● What needs to be done
Copy the listing from its first line through the line containing "x=300 y=216", inclusive, with every x and y pixel coordinate in the answers shifted up by 15. Leave the pictures out.

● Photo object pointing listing
Begin

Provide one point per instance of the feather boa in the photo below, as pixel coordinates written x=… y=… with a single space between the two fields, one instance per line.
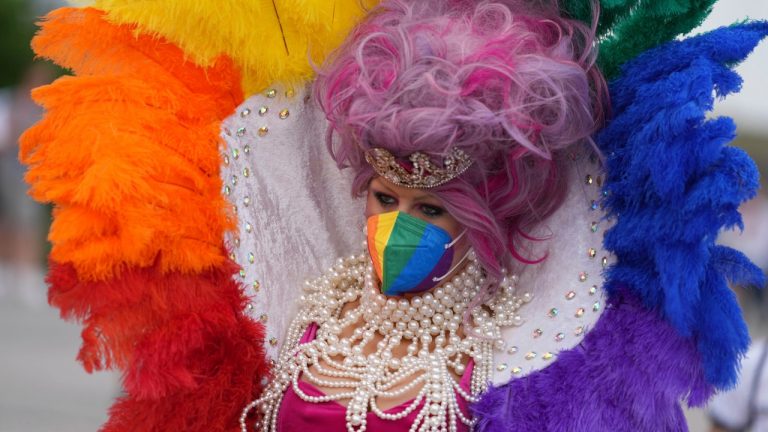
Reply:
x=672 y=330
x=269 y=40
x=128 y=152
x=631 y=27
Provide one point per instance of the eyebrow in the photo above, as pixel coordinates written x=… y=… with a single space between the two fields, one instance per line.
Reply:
x=418 y=198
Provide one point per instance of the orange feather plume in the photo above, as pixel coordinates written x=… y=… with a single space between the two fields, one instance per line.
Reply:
x=129 y=150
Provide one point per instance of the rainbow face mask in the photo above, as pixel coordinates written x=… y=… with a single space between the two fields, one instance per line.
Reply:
x=409 y=255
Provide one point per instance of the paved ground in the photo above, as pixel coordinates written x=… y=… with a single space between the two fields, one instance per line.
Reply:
x=42 y=388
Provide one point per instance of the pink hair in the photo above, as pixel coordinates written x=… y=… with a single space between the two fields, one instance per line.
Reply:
x=512 y=85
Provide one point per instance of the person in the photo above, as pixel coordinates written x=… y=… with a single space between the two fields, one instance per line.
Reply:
x=455 y=125
x=516 y=275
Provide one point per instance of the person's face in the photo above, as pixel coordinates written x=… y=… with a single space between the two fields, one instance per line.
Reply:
x=385 y=197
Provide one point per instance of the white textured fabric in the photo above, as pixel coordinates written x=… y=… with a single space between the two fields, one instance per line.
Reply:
x=567 y=286
x=294 y=207
x=300 y=216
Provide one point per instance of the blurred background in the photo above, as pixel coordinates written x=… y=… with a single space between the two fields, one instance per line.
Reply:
x=42 y=387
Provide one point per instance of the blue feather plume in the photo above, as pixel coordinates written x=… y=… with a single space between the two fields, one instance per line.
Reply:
x=673 y=183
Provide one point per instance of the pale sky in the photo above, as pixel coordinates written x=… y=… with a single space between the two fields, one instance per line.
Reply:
x=750 y=107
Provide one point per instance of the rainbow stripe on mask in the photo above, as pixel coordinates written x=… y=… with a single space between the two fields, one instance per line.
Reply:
x=407 y=252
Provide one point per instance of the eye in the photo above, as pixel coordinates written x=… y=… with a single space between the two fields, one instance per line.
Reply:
x=384 y=199
x=432 y=211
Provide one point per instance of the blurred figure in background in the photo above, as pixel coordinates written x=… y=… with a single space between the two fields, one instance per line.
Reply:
x=745 y=408
x=22 y=221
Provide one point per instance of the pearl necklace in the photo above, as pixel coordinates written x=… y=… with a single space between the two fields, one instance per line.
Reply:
x=432 y=324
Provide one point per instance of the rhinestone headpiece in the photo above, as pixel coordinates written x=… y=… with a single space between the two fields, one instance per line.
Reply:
x=420 y=173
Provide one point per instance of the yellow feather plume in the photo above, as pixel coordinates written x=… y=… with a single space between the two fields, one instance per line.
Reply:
x=270 y=40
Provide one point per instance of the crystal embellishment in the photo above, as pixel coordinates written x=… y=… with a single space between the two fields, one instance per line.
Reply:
x=422 y=172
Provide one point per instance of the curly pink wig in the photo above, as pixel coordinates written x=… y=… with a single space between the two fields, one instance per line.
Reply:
x=511 y=84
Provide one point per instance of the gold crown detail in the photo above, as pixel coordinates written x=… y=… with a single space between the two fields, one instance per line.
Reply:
x=423 y=174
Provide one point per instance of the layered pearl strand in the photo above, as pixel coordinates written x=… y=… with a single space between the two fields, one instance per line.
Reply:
x=431 y=324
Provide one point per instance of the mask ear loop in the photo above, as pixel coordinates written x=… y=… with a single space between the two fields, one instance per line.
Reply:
x=449 y=245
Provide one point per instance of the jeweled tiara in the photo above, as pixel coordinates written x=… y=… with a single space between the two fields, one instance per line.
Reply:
x=421 y=173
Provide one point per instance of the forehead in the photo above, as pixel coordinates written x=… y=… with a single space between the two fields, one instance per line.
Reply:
x=401 y=191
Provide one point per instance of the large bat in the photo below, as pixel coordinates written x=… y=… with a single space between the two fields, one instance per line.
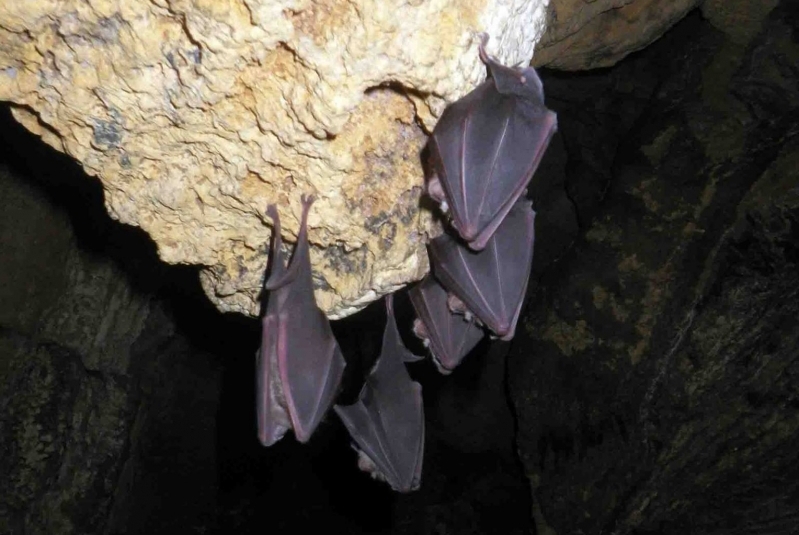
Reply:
x=486 y=147
x=449 y=336
x=490 y=283
x=299 y=365
x=387 y=421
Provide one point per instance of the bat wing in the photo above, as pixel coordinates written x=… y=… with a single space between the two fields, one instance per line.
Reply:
x=300 y=364
x=451 y=337
x=486 y=147
x=387 y=421
x=491 y=282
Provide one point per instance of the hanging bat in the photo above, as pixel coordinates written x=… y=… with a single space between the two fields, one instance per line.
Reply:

End

● The answer
Provide one point per instance of the feather boa in the photo below, as pixel coordinates written x=… y=… with a single space between the two fields, one instance per line.
Reply:
x=687 y=345
x=284 y=55
x=143 y=167
x=646 y=42
Provide one point per instance of the eyebrow in the photo above, as pixel coordinates written x=… y=… with a single space between the two fields, one instance per line.
Reply:
x=433 y=213
Provide one point per instance of the orange feather plume in the photo above, as pixel coordinates written x=… y=… with a single space between the two fields, one instance per line.
Reply:
x=144 y=165
Provide one point per instance of the rainbow face mask in the photo above, as pixel coordinates written x=… y=… with a single space between the two fields, one instance per line.
Reply:
x=424 y=270
Provide one point per instance of the paved ground in the photo above, as pixel coordinates written x=… y=… with a single space between the two fields, one instance per line.
Reply:
x=57 y=403
Provide one point per instance of the pink hair in the photo above, as pixel coordinates written x=… y=… with a single space between the two fields, one instance per line.
Reply:
x=527 y=100
Provide one point per instance of the person in the photo above, as pixel coordinates written x=… y=… with a single space between the two fields, one instance per line.
Reply:
x=470 y=140
x=531 y=290
Provide one point per instance of the person's face in the photo above, as pixel coordinates written x=… y=… with a single space between the two fields, one instance per line.
Reply:
x=400 y=212
Provide one point per instance of the white textured fabric in the photo above, as pixel coordinates written x=… y=… with a single space between the two fields, one instance per line.
Reply:
x=582 y=301
x=309 y=222
x=315 y=231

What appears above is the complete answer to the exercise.